### [Exercise prompt]
Copy out every line of the material below, from the line with "Put a dot on the red" up to and including the line with "<point>327,158</point>". Add -141 to each number in the answer point coordinates and leave all other numbers unchanged.

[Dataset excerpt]
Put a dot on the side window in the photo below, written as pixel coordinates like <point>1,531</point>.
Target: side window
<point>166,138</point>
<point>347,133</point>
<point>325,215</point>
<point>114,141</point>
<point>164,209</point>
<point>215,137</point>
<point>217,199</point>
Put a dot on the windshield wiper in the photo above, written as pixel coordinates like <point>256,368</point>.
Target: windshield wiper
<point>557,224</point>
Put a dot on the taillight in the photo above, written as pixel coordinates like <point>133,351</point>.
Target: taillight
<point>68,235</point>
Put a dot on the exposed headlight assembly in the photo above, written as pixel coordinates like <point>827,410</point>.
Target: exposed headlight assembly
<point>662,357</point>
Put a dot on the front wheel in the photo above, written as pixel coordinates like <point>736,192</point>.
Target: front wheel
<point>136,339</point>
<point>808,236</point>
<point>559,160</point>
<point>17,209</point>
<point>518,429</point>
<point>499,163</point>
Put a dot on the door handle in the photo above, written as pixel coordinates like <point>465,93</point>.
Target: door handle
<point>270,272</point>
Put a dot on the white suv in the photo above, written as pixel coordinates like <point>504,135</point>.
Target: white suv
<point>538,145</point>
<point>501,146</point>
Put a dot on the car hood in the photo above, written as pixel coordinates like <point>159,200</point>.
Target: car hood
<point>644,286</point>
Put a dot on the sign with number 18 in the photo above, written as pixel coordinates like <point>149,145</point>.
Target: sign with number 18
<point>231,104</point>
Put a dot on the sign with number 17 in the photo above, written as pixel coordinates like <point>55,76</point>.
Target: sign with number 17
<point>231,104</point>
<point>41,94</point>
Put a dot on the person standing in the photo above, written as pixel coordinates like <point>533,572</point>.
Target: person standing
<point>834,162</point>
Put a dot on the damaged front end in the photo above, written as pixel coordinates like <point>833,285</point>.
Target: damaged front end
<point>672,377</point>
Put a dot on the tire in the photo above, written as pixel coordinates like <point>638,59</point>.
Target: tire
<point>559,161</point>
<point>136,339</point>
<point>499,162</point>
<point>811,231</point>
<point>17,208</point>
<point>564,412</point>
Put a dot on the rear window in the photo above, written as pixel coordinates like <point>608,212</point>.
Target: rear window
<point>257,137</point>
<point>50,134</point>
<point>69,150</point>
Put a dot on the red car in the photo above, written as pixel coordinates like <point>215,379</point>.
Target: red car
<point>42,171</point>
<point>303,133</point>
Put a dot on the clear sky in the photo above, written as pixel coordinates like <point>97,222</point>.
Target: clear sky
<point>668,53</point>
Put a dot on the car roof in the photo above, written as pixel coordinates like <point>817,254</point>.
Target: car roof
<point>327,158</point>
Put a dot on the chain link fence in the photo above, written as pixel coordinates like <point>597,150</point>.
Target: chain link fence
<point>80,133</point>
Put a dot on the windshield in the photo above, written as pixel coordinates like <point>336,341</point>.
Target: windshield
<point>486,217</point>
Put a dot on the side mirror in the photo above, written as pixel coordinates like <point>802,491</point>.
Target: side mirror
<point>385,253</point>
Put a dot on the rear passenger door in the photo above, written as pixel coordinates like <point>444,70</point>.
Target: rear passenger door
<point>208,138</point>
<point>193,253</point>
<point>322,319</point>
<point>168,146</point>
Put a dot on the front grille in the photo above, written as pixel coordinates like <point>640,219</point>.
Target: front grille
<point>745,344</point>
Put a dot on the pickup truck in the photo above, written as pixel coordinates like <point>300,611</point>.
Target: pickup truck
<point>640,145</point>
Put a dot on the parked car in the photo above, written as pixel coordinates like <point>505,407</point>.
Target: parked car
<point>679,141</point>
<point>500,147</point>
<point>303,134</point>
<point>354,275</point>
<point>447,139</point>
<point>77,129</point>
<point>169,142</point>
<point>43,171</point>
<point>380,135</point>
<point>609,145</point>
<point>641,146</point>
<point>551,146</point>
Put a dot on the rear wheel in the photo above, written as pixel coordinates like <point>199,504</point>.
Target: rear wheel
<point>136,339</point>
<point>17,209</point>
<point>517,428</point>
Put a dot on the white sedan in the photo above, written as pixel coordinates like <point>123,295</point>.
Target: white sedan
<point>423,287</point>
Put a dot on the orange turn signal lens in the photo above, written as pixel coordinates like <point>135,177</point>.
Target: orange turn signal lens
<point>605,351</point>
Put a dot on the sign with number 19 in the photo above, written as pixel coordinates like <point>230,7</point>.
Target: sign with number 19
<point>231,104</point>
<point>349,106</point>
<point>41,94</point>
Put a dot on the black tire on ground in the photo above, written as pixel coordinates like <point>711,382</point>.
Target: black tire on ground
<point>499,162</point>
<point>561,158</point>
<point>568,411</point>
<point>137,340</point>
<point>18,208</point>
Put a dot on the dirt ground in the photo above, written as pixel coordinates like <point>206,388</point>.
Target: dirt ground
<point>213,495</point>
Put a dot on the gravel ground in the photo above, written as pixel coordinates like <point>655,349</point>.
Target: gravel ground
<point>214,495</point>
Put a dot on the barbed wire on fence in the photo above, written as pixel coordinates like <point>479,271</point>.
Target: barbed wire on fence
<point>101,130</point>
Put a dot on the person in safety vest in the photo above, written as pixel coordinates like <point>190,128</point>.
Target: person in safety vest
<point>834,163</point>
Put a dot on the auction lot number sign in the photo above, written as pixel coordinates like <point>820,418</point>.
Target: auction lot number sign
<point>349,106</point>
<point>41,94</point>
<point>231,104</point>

### [Task output]
Put a dot on the red car in the photo above, written as pixel coordinates like <point>215,379</point>.
Target: red car
<point>-99,30</point>
<point>162,-8</point>
Put a dot on the clear sky in the photo above, written as pixel coordinates like <point>97,222</point>.
Target: clear sky
<point>527,-88</point>
Put a dot on the car roof in the photo above, written as pixel coordinates like <point>817,254</point>.
Target: car roof
<point>186,17</point>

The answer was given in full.